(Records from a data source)
• • • •
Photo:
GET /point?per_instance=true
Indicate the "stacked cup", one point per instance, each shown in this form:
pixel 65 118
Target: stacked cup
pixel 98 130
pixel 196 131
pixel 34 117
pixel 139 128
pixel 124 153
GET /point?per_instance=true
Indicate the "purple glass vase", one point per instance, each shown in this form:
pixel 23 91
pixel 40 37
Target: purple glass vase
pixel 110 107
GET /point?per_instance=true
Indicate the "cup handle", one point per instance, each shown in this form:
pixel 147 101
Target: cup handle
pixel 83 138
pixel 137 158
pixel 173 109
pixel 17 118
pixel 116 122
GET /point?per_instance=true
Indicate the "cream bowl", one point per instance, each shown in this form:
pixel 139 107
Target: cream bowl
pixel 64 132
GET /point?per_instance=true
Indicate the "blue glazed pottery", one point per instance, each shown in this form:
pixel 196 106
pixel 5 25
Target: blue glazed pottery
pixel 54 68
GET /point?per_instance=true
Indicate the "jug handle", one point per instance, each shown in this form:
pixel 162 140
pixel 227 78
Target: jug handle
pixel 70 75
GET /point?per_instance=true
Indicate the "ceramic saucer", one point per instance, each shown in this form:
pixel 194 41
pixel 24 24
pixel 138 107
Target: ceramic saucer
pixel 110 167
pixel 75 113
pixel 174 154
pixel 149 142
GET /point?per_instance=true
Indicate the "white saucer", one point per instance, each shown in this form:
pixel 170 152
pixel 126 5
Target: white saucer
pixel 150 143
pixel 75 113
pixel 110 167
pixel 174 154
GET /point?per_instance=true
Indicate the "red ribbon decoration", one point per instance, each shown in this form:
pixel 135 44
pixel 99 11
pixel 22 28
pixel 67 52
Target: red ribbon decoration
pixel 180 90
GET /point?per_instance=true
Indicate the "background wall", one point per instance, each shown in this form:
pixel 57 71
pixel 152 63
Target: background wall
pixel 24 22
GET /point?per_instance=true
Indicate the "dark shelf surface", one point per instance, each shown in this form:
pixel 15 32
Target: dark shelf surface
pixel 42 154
• • • •
■ YOUR TASK
The expected result is every record above, duplicated exactly.

■ WRITTEN RESPONSE
Photo:
GET /point?per_instance=true
Indicate the "stacked cup", one point per instance, each shown in this form:
pixel 65 118
Target: stacked cup
pixel 98 130
pixel 196 131
pixel 34 117
pixel 139 128
pixel 124 153
GET /point?per_instance=true
Indicate the "purple glass vase", one point per instance, each shown in this form:
pixel 23 91
pixel 40 37
Target: purple glass vase
pixel 110 107
GET /point?per_instance=true
Indicate the "cup handle", one point per instance, each shown in this form:
pixel 147 101
Target: cup handle
pixel 83 138
pixel 137 158
pixel 173 109
pixel 17 118
pixel 116 122
GET /point?per_instance=true
Indicate the "cream bowl", one point per instance, each shown in this form:
pixel 139 107
Target: cream bowl
pixel 64 132
GET /point?per_instance=true
Indicate the "blue glazed pottery", one point per instance, each shown in this form:
pixel 196 106
pixel 5 25
Target: blue glazed pottery
pixel 54 68
GET /point?per_instance=true
Indicate the "jug handle", one point per instance, each shown in this form:
pixel 162 140
pixel 227 78
Target: jug handle
pixel 70 75
GET /point?per_instance=true
Indicate the "ceramic saucer", one point per instance, each shown in this form:
pixel 194 41
pixel 24 24
pixel 138 107
Target: ceramic saucer
pixel 110 167
pixel 75 113
pixel 174 154
pixel 149 142
GET /point?per_instance=true
Indicate the "white saucer", one point per instance, each shown in this form:
pixel 170 152
pixel 126 5
Target: white saucer
pixel 150 143
pixel 75 113
pixel 110 167
pixel 174 154
GET /point?per_instance=true
Indicate the "red ribbon decoration", one point per instance, each shown in this form:
pixel 135 44
pixel 99 11
pixel 22 28
pixel 67 52
Target: red ribbon decoration
pixel 180 90
GET /point?per_instance=true
Indicate the "background wall", one point per instance, each shown in this form:
pixel 57 71
pixel 152 63
Target: background wall
pixel 24 22
GET /point?per_instance=true
Indicate the "dark shelf surface", one point per instance, each shown in this form:
pixel 15 32
Target: dark shelf surface
pixel 42 154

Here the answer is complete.